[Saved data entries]
= = = =

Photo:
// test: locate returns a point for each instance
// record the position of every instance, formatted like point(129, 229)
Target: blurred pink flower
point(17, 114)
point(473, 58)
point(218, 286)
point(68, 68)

= = = =

== Instructions to follow ==
Once you have read the records above, set each one down again exactly.

== Output ==
Photo:
// test: locate returns a point for each instance
// record the position of every instance, formatted like point(129, 229)
Target: blurred pink flower
point(17, 114)
point(473, 58)
point(218, 286)
point(68, 68)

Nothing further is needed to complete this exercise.